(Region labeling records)
-- BEGIN --
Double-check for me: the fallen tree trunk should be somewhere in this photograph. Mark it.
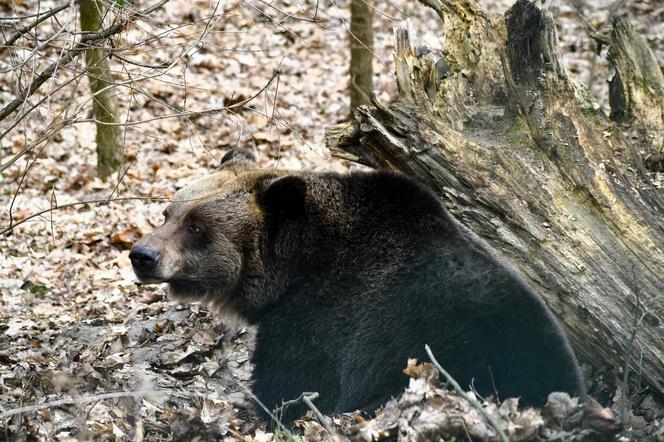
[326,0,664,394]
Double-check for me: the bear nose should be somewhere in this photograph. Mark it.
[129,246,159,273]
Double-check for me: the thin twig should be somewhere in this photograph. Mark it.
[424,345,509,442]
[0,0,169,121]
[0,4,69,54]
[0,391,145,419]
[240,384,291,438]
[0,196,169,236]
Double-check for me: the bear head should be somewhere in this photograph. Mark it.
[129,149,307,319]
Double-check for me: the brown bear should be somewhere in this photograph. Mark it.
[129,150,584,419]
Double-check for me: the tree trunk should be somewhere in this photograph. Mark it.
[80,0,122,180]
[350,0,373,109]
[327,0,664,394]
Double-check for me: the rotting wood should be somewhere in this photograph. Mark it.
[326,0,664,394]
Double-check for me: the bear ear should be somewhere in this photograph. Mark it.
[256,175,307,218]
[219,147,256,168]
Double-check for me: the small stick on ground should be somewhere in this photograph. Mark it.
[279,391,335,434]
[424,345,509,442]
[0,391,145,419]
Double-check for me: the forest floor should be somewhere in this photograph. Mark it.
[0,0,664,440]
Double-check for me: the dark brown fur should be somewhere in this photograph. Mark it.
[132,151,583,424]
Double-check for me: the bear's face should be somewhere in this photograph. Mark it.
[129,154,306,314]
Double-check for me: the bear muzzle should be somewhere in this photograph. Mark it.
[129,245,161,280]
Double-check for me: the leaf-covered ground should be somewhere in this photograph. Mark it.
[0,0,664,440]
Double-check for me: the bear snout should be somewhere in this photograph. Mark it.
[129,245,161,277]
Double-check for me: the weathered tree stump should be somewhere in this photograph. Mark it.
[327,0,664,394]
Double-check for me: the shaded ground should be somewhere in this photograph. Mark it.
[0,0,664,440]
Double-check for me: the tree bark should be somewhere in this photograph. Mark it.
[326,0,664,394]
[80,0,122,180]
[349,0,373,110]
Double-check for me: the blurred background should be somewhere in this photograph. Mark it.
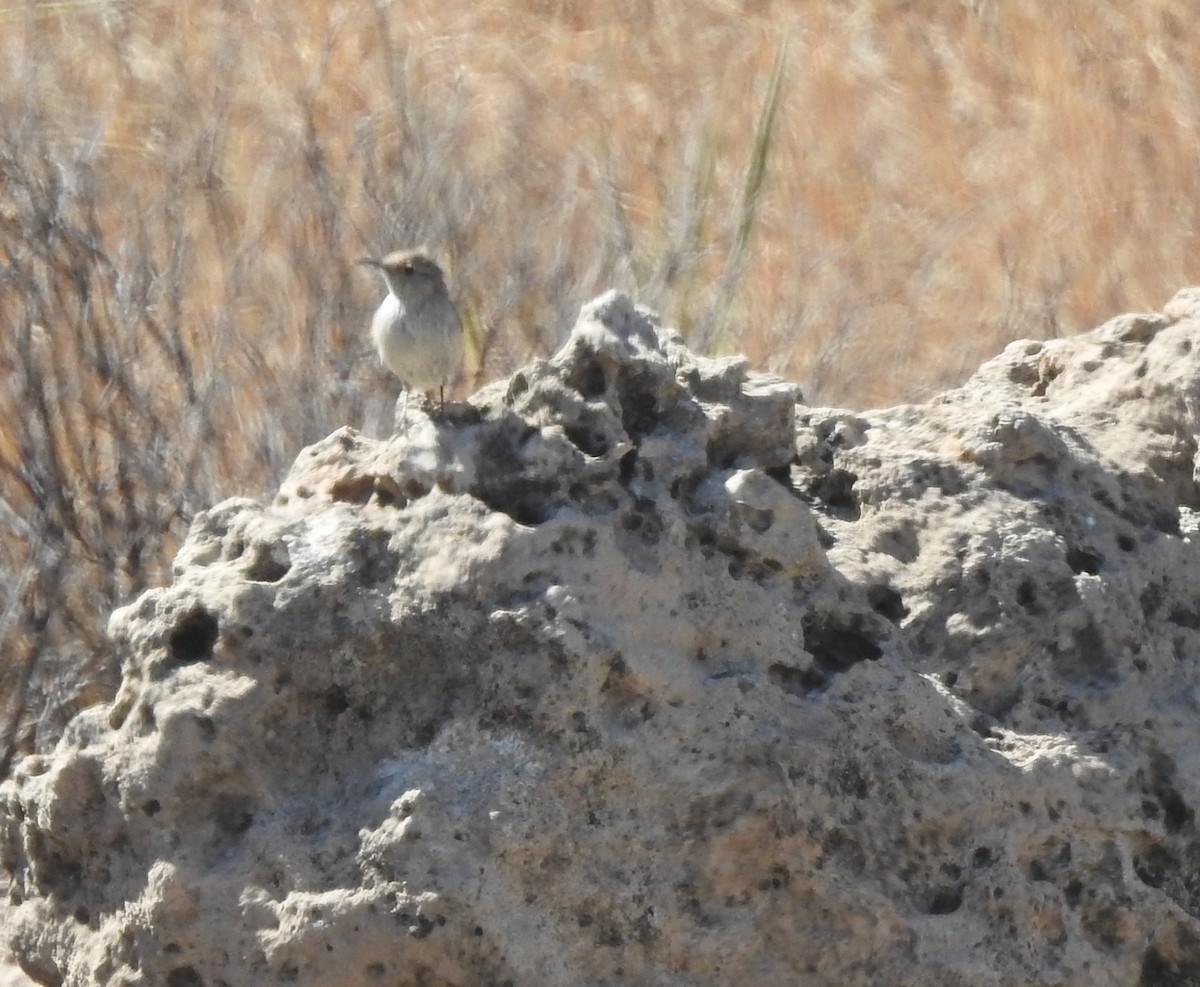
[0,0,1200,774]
-- END --
-- BEGIN --
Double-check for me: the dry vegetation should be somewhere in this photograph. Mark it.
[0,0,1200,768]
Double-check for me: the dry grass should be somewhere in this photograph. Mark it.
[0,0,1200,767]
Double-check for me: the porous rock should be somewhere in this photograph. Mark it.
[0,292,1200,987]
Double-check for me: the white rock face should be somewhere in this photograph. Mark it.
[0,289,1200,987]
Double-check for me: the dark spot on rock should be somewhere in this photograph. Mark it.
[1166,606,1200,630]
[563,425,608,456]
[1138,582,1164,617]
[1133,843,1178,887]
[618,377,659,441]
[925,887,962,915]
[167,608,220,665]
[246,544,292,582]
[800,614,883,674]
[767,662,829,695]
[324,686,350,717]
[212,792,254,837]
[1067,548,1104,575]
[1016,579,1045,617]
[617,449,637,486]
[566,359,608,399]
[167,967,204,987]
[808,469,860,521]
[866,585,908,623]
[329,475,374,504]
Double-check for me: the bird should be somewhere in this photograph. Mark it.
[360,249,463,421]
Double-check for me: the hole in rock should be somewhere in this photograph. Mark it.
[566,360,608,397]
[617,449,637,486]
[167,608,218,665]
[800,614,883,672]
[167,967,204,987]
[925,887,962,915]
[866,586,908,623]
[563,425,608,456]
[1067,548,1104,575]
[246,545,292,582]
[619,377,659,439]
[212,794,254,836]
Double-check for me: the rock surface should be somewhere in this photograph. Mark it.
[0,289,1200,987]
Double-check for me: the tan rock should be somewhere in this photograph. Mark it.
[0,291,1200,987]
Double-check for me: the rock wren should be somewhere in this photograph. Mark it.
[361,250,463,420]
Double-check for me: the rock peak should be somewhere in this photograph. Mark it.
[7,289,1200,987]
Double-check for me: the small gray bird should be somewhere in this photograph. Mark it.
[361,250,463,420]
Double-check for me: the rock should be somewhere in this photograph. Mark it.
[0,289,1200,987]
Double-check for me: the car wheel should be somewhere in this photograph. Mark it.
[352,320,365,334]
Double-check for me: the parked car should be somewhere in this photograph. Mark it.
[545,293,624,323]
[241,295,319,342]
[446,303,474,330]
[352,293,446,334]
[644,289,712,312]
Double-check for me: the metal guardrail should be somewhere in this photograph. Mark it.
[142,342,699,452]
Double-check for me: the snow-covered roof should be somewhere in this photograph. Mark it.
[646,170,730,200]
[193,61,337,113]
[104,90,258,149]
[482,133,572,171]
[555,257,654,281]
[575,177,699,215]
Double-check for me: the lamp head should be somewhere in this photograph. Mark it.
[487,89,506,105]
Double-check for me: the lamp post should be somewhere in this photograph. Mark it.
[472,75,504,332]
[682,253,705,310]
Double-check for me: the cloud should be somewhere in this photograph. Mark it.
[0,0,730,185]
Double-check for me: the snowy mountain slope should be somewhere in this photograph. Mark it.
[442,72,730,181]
-- END --
-- BEGIN --
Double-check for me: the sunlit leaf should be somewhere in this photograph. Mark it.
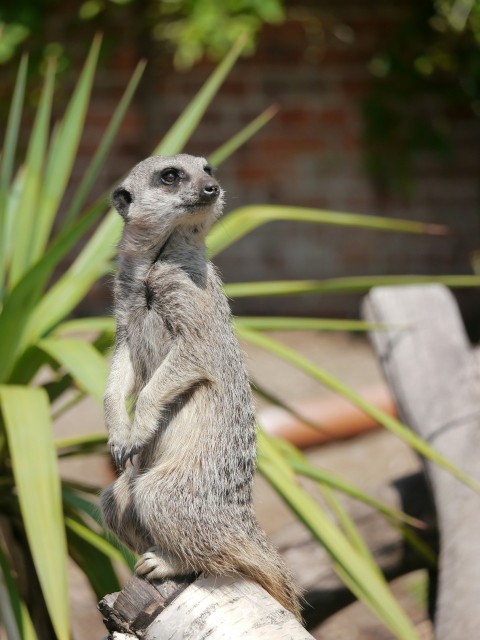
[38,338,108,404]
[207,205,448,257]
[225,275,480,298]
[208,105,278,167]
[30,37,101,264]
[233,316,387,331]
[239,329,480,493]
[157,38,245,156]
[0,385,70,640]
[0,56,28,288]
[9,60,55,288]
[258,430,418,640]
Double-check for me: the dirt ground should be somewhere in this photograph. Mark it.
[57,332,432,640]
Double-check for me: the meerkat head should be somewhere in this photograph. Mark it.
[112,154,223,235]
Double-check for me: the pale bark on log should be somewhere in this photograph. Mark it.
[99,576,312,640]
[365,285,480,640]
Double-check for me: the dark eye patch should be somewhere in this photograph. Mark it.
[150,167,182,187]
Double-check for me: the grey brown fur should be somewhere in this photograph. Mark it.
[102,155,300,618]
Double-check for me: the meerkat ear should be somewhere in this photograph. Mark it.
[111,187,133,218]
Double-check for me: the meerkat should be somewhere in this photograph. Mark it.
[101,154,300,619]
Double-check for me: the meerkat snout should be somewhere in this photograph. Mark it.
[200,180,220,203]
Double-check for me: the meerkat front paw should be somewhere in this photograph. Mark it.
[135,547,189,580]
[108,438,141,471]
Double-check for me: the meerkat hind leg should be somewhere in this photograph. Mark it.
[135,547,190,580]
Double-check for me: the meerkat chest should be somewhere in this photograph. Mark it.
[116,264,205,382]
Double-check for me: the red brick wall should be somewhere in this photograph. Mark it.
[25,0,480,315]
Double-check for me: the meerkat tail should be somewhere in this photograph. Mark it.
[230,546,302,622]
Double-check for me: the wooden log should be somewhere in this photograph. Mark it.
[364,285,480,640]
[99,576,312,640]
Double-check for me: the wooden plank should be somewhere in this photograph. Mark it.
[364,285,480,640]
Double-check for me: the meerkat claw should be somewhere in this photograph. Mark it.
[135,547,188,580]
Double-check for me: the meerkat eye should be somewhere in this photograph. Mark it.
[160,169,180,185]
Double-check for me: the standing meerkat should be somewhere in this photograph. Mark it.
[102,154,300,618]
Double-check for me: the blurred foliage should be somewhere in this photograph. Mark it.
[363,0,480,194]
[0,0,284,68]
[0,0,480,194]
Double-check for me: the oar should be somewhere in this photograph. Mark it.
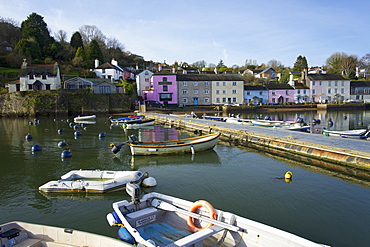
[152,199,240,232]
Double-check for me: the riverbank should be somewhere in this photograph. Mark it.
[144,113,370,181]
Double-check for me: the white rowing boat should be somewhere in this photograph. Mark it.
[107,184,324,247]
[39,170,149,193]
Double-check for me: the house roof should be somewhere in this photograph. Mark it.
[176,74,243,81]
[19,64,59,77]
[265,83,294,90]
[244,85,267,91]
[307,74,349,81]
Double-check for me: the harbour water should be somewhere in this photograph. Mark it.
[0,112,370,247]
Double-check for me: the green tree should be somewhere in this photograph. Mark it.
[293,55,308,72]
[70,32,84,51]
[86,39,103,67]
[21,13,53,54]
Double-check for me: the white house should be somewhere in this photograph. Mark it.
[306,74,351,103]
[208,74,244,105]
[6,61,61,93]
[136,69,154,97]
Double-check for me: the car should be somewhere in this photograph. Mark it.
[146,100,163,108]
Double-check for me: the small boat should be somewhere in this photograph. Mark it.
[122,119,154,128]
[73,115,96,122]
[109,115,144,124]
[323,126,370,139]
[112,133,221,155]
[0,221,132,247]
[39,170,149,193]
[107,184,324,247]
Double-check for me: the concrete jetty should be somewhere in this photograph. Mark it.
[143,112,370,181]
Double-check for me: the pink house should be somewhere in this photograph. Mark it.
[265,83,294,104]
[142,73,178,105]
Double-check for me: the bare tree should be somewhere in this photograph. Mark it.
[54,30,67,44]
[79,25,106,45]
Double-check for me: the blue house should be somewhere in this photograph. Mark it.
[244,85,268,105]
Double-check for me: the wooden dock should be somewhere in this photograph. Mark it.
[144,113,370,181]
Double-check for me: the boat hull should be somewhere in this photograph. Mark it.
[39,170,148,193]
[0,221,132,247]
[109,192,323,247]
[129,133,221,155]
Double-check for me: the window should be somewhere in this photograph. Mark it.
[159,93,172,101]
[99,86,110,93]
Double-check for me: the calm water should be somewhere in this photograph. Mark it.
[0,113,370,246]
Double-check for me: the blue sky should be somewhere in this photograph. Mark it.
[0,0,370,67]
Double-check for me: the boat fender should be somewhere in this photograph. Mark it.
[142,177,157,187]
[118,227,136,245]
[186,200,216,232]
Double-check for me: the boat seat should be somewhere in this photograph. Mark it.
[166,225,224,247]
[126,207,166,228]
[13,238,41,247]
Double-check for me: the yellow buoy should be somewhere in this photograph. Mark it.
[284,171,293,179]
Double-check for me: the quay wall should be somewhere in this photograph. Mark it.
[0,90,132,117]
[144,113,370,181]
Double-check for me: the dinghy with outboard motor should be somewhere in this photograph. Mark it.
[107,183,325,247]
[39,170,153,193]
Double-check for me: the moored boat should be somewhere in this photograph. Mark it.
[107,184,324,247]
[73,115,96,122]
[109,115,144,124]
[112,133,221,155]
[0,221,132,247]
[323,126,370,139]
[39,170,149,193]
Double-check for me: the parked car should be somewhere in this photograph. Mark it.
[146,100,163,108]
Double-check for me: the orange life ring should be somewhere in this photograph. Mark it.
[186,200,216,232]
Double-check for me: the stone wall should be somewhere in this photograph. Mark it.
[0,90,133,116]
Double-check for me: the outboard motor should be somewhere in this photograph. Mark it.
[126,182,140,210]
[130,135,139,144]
-- END --
▶ _Task brief_: Write out the entries again from the line with "Double-check for me: the tan" to the line with "[7,289,1200,987]", swapping "rock peak" for "mountain peak" and leaving everything else the same.

▶ _Correct answer_:
Double-check for me: the tan rock should be somewhere in this photograph. Mark it.
[0,291,1200,987]
Double-check for me: the rock wren should be somewhere in this photograph. Mark it.
[361,250,463,420]
Double-check for me: the mountain peak should be somewhere in this photograph. Mark it.
[7,289,1200,987]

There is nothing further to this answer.